» INSTRUCTIONS TO FOLLOW
Every line of the material must be copied exactly, from the first to the last.

» PROVIDED RECORDS
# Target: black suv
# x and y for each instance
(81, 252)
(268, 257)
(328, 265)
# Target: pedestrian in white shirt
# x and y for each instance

» TASK SOLUTION
# Target: black suv
# x and y for each instance
(81, 252)
(268, 257)
(328, 265)
# Target: pedestrian in white shirt
# x and y for each instance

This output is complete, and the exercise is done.